::: Listed entries

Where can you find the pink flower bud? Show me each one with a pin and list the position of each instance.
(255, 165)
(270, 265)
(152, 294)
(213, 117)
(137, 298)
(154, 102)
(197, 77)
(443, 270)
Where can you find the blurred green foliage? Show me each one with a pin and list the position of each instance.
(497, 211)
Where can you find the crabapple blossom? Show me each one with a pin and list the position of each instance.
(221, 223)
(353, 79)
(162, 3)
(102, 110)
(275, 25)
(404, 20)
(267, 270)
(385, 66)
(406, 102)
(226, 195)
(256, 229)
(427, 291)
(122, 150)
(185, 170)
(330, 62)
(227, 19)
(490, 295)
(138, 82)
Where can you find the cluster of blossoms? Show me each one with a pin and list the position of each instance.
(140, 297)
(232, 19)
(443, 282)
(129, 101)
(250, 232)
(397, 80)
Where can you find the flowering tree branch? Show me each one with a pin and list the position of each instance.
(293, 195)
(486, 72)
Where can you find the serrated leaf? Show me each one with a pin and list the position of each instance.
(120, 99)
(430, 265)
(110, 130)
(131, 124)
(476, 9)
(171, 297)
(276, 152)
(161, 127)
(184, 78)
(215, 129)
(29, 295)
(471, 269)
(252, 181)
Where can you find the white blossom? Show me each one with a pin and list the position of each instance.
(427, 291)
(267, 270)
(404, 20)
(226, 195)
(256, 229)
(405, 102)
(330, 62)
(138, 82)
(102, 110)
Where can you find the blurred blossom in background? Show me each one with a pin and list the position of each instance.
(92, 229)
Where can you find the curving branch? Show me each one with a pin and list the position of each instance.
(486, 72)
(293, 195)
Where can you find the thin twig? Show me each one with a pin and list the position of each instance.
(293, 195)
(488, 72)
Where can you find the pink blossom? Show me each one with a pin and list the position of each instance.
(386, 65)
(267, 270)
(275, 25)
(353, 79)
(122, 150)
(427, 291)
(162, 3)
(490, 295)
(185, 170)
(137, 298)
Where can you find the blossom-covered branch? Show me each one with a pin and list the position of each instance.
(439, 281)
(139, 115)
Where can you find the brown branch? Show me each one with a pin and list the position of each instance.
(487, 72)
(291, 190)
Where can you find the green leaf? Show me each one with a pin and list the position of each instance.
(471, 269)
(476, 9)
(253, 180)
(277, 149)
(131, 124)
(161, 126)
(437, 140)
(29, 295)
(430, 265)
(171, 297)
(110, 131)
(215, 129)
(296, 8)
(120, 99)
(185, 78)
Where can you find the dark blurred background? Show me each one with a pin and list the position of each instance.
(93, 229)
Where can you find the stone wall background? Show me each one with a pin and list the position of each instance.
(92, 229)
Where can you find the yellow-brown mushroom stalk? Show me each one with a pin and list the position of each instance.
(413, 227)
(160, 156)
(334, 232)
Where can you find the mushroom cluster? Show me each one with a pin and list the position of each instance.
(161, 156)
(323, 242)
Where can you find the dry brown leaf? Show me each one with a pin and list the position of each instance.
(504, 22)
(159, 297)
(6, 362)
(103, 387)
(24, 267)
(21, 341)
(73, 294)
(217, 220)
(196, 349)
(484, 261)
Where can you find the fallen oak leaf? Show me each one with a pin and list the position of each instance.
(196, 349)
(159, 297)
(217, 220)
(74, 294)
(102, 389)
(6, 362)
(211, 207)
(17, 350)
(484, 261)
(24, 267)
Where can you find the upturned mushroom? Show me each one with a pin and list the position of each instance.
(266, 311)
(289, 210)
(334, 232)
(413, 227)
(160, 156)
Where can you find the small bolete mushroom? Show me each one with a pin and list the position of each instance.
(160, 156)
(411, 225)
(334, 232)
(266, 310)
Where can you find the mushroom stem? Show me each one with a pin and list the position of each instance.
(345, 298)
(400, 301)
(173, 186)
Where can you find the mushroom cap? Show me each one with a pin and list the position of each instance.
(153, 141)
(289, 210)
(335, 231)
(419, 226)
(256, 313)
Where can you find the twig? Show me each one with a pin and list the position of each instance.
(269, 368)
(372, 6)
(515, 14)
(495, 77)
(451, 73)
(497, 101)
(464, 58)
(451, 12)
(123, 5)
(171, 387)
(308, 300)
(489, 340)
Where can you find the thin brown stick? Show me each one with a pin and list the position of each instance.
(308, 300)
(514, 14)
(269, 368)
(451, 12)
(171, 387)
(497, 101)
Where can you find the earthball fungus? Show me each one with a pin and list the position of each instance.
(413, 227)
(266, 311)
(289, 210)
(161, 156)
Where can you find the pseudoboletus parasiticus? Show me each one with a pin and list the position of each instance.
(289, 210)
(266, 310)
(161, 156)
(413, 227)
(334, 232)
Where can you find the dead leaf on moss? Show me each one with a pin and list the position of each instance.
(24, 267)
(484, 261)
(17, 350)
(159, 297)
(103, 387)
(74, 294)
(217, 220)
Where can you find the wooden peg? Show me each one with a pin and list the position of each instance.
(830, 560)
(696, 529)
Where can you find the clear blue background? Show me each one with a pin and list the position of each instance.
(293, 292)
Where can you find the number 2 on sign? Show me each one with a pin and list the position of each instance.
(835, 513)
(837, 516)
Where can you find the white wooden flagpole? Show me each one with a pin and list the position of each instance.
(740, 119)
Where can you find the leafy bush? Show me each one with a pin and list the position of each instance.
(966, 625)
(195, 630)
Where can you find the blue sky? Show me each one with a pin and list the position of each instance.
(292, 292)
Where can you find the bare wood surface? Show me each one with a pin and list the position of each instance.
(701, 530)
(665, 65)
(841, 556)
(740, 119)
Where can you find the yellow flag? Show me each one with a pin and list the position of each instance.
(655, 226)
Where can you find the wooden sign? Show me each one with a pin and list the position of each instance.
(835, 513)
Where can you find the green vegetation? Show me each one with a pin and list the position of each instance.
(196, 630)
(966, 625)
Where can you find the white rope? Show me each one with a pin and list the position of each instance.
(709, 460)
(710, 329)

::::::

Take the material above and return all of it exactly.

Where can you find the pink flower bud? Show me each one with a pin and list the position of each instance.
(255, 165)
(270, 265)
(152, 294)
(213, 117)
(137, 298)
(154, 102)
(197, 77)
(443, 270)
Where can you find the blurred green foliage? Show me each one with a pin and list the position of each instance.
(497, 211)
Where can you find the crabapple blossom? Show me each one with a pin and list the position of each instance.
(221, 223)
(353, 79)
(162, 3)
(102, 110)
(275, 25)
(404, 20)
(267, 270)
(385, 66)
(406, 102)
(226, 195)
(256, 229)
(427, 291)
(122, 150)
(185, 170)
(330, 62)
(227, 19)
(490, 295)
(138, 82)
Where can you find the cluster of blossoms? Show me each one with a pin and list the position of each instance.
(140, 297)
(232, 19)
(443, 282)
(129, 101)
(250, 232)
(397, 80)
Where can you find the flowering tree branch? Show me each one with a pin and list the position of each instance.
(293, 195)
(486, 72)
Where can you find the serrated leaf? Show me each one with a pin and list the position of each instance.
(120, 99)
(430, 265)
(110, 130)
(131, 124)
(476, 9)
(171, 297)
(276, 152)
(161, 127)
(184, 78)
(215, 129)
(29, 295)
(471, 269)
(252, 181)
Where can you find the white blossom? Show me each one with a pin and list the position of each instance.
(427, 291)
(267, 270)
(404, 20)
(226, 195)
(256, 229)
(405, 102)
(330, 62)
(138, 82)
(102, 110)
Where can you find the blurred blossom in background? Show me each one with a pin and list the position of each instance.
(92, 229)
Where can you find the curving branch? Show me each one with a pin and list the position of each instance.
(486, 72)
(293, 195)
Where can you find the thin twig? Show me each one with a pin and list the position of each instance.
(293, 195)
(488, 72)
Where can you find the pink blossom? Show me each one with a pin and list the position of each instance.
(386, 65)
(267, 270)
(275, 25)
(353, 79)
(122, 150)
(427, 291)
(162, 3)
(490, 295)
(185, 170)
(137, 298)
Where can you find the blossom-covered branch? Show me each one with a pin and list the position of each instance.
(439, 281)
(139, 115)
Where can you find the brown branch? Show me each one with a pin and list the position of each instance.
(487, 72)
(291, 190)
Where can you find the green leaf? Show me each one with a pin and list the position of each instance.
(471, 269)
(476, 9)
(253, 180)
(277, 149)
(131, 124)
(161, 126)
(437, 140)
(29, 295)
(430, 265)
(171, 297)
(110, 131)
(215, 129)
(296, 8)
(120, 99)
(185, 78)
Where can you find the dark blurred background? Show me each one with a pin and list the position of each instance.
(93, 229)
Where can you find the stone wall background? Show me each one with a pin and list the position of each instance.
(92, 229)
Where can you find the yellow-brown mushroom stalk? Show me each one with a pin and list the position of each instance.
(413, 227)
(160, 156)
(334, 232)
Where can you find the mushroom cluster? Show me each one with a pin and list the position of each instance.
(161, 156)
(323, 242)
Where can you find the dry brown leaf? Show me each one with a pin and list the position of each instance.
(504, 22)
(159, 297)
(6, 362)
(103, 387)
(24, 267)
(21, 341)
(73, 294)
(217, 220)
(196, 349)
(484, 261)
Where can you find the fallen oak leaf? Show me each one with a pin and list the position of each instance.
(196, 349)
(159, 297)
(217, 220)
(74, 294)
(102, 389)
(6, 362)
(211, 207)
(17, 350)
(484, 261)
(24, 267)
Where can you find the upturned mushroom? Show me each one with a pin and list the position of each instance.
(266, 311)
(289, 210)
(334, 232)
(413, 227)
(160, 156)
Where can you find the small bolete mushroom? Show me each one with a pin and list the position of each instance.
(160, 156)
(411, 225)
(334, 232)
(266, 310)
Where can you find the mushroom stem? Show me each one with a pin and list the position of each instance.
(345, 298)
(400, 301)
(173, 186)
Where can you find the mushroom cap? Show me each one with a pin and list the position of each instance.
(153, 141)
(289, 210)
(335, 231)
(419, 226)
(256, 313)
Where can you find the twig? Show me each one with a pin and list the position of each instance.
(269, 368)
(372, 6)
(515, 14)
(495, 77)
(451, 73)
(497, 101)
(464, 58)
(451, 12)
(123, 5)
(171, 387)
(308, 300)
(489, 340)
Where can you find the thin brown stick? Show me each one with a pin and list the position of each instance.
(308, 300)
(514, 14)
(269, 368)
(451, 12)
(171, 387)
(497, 101)
Where can you find the earthball fungus? Show me each one with a pin and list the position of each instance.
(413, 227)
(266, 311)
(289, 210)
(161, 156)
Where can you find the pseudoboletus parasiticus? Show me each one with a pin and list the position of each instance.
(289, 210)
(266, 310)
(161, 156)
(413, 227)
(334, 232)
Where can you find the dead leaf on moss? Show me each one with a pin and list the position of each instance.
(24, 267)
(484, 261)
(17, 350)
(159, 297)
(103, 387)
(74, 294)
(217, 220)
Where can you find the wooden peg? Show me each one with a pin and list the position of each instance.
(830, 560)
(696, 529)
Where can you find the clear blue background? Show me each one with a pin and list the position of each instance.
(293, 292)
Where can you find the number 2 on sign? Show me each one with a pin and list the position of each instance.
(835, 513)
(837, 516)
Where can you find the white wooden flagpole? Show me each one with a pin and list the position of each instance.
(740, 119)
Where can you find the leafy bush? Show me each one with a pin and list the position of each instance.
(966, 625)
(195, 630)
Where can you find the blue sky? Show me each one with a pin and list the position of each instance.
(292, 292)
Where can you find the bare wood surface? Show me each one with a pin and list the position of each instance.
(701, 530)
(665, 65)
(841, 556)
(740, 119)
Where can you find the yellow flag? Show me each one with a pin and list the position of each instance.
(655, 226)
Where can you find the wooden sign? Show me each one with a pin and list the position of each instance.
(835, 513)
Where can you find the green vegetation? Show me each one with a pin and list the position of each instance.
(196, 630)
(966, 625)
Where can you find the white rope? Show me each one with a pin and list the position of each instance.
(709, 460)
(710, 329)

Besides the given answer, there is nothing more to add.